### Görevleriniz
A - Metindeki "Bu mevzunun birkaç gün önce" sözleriyle başlayan paragrafı, ana bilgilerini koruyarak daha kısa biçimde yeniden yazın.
B - Metne göre Didem Aslan Yılmaz'ın programında yaşanan skandal hangi kanalda gerçekleşti?
C - Metinde adı geçen kişilerin tamamını sıralayın.

BİR DURUM TESPİTİ DE BİZ YAPALIM
Bir süre önce Haber Türk adlı kanalda, Didem Aslan Yılmaz adlı sunucunun programında tam bir skandal yaşandı. HDP’ye yönelik eleştirilere ve AKP/MHP yandaşı Doğu Perinçek'in tutumuna gayet insani bir gerekçeyle tepki gösteren Salim Şen'e gazeteci olduğu varsayılan sunucu, “Durum tespiti yapıyorum, biz özel sektörüz. HDP’yi ekranlara çıkartıp çıkartmamak bizim tercihimizdir ve biz HDP’yi çıkartmamayı tercih ediyoruz.” dedi.
Bu mevzunun birkaç gün önce yaşanmış, geçmiş bir gündem olduğunu düşünebiliriz. Belki özel olarak TV kanalının ya da sunucunun durumu açısından öyle de olabilir, doğrudur. Ancak yaşanan olayın öznesi olan HDP ve HDP’ye yaklaşım açısından, konu hiç güncelliğini kaybetmemiştir. Tam tersine ana gündem olarak her gün konuşulmaktadır. O nedenle bu yazı da günceldir diyerek konuya geçebiliriz.

[Bir veri bloğu]
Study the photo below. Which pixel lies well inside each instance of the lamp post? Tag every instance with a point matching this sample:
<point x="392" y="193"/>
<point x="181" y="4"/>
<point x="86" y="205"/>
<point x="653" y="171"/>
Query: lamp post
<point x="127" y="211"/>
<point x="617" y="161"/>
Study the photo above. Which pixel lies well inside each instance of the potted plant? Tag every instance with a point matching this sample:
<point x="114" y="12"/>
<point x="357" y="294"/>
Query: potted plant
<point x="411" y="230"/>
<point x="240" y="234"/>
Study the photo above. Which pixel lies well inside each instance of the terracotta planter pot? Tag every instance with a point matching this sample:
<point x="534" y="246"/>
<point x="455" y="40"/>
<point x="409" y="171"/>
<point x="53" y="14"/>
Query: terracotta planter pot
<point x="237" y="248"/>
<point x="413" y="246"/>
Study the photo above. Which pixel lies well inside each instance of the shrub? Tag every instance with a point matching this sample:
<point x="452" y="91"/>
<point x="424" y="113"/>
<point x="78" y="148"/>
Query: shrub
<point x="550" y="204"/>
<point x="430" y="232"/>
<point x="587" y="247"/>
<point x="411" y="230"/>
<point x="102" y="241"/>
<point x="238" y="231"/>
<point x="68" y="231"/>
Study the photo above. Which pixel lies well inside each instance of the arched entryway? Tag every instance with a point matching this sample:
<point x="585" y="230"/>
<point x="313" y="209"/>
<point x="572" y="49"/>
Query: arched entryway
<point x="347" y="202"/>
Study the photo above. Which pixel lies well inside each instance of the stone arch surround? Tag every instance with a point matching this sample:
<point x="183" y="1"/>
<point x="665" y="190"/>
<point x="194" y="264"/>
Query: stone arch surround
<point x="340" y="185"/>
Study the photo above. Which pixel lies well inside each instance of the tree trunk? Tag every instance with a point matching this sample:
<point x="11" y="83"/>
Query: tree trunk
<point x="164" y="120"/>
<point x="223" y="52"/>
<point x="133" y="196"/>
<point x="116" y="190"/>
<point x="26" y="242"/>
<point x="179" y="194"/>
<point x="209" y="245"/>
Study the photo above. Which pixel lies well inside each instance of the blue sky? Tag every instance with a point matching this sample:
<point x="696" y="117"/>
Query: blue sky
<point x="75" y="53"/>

### Cevaplar
A - Olay birkaç gün önce yaşandığı için geçmişte kalmış sayılabilir. Bu, kanal ya da sunucu açısından doğru olabilir. Ancak HDP ve HDP'ye yaklaşım açısından konu güncelliğini korumaktadır ve her gün ana gündem olarak konuşulmaktadır. Bu nedenle yazı da günceldir.

B - Haber Türk adlı kanalda.

C -
- Didem Aslan Yılmaz
- Doğu Perinçek
- Salim Şen